### Your assignment
Please return the lines, both ends included, that run from the one containing "In this exercise you will locate the green lawn" to the last line of the data below, exactly and alone.

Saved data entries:
───

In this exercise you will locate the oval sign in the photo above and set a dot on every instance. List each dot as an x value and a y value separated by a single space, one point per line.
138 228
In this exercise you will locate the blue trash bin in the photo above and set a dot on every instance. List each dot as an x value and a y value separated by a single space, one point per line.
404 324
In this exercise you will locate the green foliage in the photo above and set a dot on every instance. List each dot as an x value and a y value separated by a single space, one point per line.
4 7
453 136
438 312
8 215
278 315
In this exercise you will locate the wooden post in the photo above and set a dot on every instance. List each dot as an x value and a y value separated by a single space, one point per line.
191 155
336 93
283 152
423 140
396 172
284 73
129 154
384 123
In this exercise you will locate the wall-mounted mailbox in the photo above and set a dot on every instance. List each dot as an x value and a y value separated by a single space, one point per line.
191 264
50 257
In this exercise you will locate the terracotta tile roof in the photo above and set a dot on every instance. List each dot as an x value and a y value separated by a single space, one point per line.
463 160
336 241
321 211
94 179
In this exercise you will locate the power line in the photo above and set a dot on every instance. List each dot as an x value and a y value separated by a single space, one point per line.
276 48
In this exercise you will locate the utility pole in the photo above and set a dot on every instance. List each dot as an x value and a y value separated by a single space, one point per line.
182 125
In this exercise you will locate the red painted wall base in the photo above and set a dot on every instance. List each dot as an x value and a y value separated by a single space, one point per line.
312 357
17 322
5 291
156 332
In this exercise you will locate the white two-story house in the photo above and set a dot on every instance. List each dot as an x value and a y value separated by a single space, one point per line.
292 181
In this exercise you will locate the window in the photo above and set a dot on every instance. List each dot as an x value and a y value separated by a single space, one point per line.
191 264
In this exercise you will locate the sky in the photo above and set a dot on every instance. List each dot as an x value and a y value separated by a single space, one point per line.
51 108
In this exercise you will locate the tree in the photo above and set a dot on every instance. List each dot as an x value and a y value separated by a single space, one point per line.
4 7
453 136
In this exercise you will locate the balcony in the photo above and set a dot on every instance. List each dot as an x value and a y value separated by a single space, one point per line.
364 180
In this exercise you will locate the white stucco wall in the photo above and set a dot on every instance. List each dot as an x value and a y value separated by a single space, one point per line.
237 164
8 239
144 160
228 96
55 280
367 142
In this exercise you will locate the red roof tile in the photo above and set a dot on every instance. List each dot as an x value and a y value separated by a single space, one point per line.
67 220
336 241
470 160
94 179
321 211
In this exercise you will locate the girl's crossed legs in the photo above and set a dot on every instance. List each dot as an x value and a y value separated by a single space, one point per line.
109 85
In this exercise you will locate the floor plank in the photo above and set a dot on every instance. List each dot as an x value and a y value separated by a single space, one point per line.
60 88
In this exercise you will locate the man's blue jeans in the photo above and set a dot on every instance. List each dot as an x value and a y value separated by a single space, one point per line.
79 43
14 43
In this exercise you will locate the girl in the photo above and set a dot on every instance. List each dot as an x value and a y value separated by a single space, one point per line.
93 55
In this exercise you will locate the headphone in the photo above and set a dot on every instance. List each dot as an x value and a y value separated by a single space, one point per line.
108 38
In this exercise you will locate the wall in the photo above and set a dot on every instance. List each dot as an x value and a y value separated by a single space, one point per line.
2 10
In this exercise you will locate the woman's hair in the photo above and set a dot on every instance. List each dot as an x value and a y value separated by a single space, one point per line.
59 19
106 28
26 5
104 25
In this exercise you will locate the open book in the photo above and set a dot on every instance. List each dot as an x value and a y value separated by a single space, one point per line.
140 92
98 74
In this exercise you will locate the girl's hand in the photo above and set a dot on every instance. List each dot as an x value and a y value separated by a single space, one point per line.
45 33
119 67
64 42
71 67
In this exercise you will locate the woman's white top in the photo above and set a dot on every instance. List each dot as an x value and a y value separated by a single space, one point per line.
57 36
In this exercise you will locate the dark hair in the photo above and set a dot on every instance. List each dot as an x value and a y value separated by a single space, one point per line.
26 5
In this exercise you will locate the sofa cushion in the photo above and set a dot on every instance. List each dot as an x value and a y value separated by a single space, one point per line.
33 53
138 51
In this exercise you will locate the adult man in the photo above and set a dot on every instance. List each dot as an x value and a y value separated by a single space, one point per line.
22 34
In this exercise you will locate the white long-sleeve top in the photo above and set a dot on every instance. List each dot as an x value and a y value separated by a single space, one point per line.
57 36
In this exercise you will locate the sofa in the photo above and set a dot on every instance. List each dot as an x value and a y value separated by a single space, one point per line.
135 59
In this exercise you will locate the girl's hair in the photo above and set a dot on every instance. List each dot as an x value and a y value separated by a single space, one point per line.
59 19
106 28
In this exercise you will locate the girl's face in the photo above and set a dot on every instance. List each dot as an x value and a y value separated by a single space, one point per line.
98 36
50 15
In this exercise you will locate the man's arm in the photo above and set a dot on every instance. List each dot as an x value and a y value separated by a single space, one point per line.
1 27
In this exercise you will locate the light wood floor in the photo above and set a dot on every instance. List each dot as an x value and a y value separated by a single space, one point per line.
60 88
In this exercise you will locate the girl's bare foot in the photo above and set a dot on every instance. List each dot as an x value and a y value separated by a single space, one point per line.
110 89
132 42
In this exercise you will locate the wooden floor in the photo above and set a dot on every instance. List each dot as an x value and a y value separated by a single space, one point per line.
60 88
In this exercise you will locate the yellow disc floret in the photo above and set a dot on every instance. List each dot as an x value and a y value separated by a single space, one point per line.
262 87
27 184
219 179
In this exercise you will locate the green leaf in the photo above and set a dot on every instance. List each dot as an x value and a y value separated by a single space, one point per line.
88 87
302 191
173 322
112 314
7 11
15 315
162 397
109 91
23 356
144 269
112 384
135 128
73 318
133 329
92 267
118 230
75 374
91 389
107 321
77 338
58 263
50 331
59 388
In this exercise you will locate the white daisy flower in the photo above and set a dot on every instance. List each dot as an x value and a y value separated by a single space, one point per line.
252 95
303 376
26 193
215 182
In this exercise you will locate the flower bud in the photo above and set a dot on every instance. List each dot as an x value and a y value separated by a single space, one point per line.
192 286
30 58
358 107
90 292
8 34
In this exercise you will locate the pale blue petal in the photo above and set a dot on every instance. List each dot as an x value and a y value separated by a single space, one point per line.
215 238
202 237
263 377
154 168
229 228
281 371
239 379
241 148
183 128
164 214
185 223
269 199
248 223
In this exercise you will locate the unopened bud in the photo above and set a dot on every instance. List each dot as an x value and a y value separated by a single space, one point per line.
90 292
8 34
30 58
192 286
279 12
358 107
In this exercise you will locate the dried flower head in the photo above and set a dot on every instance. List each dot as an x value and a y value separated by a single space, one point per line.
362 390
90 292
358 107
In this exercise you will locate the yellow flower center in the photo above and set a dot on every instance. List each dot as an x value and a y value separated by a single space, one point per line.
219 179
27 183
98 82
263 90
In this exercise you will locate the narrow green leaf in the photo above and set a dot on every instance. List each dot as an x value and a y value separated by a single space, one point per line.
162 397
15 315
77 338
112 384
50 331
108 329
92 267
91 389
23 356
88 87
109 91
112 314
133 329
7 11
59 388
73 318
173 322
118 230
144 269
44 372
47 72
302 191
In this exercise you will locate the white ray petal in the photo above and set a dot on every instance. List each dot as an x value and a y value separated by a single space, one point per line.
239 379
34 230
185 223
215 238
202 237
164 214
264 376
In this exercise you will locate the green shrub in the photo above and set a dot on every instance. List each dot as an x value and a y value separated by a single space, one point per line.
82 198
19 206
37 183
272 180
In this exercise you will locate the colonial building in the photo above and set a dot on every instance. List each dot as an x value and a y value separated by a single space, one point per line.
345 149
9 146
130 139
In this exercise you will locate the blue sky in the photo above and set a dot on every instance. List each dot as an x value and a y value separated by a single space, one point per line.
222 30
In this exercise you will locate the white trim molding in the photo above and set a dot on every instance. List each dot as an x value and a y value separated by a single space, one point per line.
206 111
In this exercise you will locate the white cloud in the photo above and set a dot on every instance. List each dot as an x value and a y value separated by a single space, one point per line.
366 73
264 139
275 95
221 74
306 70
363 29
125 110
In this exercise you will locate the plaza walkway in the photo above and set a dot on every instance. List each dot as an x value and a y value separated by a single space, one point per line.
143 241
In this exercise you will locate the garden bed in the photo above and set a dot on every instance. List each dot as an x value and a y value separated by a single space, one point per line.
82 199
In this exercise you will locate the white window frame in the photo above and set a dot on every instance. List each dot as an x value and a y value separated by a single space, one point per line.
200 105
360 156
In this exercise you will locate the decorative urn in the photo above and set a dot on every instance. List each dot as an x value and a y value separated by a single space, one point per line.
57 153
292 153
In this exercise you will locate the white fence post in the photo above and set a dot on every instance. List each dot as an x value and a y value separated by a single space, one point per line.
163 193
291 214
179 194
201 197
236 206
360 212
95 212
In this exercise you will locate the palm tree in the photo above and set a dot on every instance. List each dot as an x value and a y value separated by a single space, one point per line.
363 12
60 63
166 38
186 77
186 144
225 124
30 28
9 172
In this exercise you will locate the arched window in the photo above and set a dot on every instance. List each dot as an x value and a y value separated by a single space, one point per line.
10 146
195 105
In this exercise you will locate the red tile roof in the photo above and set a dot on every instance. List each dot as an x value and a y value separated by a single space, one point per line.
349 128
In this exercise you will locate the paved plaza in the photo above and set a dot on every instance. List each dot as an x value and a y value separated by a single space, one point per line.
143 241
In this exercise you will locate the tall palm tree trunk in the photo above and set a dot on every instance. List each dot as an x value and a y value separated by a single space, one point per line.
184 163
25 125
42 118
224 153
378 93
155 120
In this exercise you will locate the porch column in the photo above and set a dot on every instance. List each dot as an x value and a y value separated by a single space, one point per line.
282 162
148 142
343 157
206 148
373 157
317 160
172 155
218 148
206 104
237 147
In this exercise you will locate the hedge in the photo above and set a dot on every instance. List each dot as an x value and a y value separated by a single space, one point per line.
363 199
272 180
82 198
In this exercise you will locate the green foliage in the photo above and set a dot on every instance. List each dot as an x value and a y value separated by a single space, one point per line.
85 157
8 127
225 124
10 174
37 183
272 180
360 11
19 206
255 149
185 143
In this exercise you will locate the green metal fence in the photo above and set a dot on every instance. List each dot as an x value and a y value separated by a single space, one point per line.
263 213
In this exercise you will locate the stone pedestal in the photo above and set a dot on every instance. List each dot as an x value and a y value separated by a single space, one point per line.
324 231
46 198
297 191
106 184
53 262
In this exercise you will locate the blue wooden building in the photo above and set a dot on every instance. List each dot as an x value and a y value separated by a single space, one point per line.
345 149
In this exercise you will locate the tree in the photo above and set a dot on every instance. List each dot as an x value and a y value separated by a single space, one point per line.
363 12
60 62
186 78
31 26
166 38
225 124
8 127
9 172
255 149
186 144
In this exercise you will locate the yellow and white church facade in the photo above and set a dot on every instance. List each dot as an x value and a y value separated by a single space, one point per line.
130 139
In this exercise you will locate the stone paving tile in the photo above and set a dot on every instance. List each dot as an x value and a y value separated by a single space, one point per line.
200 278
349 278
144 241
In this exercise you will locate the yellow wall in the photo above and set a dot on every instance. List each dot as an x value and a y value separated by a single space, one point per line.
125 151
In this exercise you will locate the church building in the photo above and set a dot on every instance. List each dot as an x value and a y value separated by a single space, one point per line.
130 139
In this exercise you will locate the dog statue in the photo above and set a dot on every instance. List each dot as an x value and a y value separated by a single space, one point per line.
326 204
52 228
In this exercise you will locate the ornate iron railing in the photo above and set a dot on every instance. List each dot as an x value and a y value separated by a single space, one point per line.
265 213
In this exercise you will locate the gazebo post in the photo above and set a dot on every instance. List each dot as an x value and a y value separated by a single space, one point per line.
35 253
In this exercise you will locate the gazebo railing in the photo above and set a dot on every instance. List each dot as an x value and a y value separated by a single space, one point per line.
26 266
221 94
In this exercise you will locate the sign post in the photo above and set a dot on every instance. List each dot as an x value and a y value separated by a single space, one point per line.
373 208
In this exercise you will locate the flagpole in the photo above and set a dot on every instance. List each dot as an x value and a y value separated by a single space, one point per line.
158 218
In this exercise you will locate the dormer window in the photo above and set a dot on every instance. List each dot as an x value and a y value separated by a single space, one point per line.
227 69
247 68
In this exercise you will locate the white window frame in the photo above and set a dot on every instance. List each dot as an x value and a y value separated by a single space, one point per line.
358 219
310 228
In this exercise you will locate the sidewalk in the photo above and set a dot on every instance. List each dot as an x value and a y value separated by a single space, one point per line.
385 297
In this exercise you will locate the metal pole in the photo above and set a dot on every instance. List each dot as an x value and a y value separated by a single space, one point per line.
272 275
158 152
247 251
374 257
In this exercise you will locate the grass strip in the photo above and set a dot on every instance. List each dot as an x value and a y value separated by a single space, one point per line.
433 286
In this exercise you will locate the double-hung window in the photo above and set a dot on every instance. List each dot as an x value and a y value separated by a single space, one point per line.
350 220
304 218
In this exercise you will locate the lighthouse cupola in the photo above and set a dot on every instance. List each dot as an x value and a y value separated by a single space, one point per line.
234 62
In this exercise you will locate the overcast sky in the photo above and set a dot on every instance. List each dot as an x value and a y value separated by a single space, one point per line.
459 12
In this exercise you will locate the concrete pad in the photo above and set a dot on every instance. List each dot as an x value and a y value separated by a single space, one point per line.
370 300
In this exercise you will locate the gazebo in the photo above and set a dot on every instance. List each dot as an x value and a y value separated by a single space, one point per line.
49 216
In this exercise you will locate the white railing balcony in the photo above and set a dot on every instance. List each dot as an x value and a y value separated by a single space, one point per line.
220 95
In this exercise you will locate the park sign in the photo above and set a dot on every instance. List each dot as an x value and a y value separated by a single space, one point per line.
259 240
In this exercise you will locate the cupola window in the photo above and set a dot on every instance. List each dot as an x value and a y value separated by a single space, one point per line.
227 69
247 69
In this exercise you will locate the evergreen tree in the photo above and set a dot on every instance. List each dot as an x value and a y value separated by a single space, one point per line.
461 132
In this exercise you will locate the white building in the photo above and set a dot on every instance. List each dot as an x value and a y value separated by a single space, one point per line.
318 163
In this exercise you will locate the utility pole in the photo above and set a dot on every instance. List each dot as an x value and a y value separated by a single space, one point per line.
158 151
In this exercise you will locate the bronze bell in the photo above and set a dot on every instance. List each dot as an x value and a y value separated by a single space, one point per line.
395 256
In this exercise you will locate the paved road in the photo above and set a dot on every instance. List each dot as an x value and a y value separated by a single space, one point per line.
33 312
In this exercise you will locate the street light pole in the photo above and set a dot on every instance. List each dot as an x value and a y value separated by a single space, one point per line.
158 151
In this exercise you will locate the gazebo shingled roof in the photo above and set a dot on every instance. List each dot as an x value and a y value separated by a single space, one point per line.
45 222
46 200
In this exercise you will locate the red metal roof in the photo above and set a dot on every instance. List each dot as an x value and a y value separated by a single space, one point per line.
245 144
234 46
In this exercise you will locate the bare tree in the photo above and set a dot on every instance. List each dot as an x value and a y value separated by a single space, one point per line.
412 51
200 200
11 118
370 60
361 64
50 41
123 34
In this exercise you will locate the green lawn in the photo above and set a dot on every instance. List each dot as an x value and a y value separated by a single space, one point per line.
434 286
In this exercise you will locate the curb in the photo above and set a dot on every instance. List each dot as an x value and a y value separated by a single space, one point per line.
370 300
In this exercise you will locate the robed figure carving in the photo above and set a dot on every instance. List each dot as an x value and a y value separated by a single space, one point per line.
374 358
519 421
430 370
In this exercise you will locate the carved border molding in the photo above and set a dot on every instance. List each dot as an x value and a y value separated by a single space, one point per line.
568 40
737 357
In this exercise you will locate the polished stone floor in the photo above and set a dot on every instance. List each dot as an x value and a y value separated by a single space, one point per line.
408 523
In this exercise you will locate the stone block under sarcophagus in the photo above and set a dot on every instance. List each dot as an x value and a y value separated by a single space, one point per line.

───

### Task result
In this exercise you will locate the green lawn in the photo above and set a dot on every instance. List each dot as an x value and a y value separated by a single space, one point per line.
434 286
In this exercise you will locate the curb in the photo above and set a dot on every instance. List each dot as an x value and a y value separated by a single space, one point per line.
370 300
In this exercise you will locate the robed figure carving in the photo above and set a dot on every instance. List each dot as an x value and a y value separated by a single space, one point per line.
374 358
519 421
430 370
In this exercise you will locate the carved border molding in the photo above and set a dot on every instance. List each dot as an x value and a y value separated by a single space, one point per line.
568 40
737 357
In this exercise you will locate the polished stone floor in the photo above and set a dot on every instance. List each dot as an x value and a y value separated by a single space, one point per line.
408 523
In this exercise you will locate the stone block under sarcophagus in the photo above and set a dot on every instance. List each dot as an x value and a y value separated by a single space, one point per line.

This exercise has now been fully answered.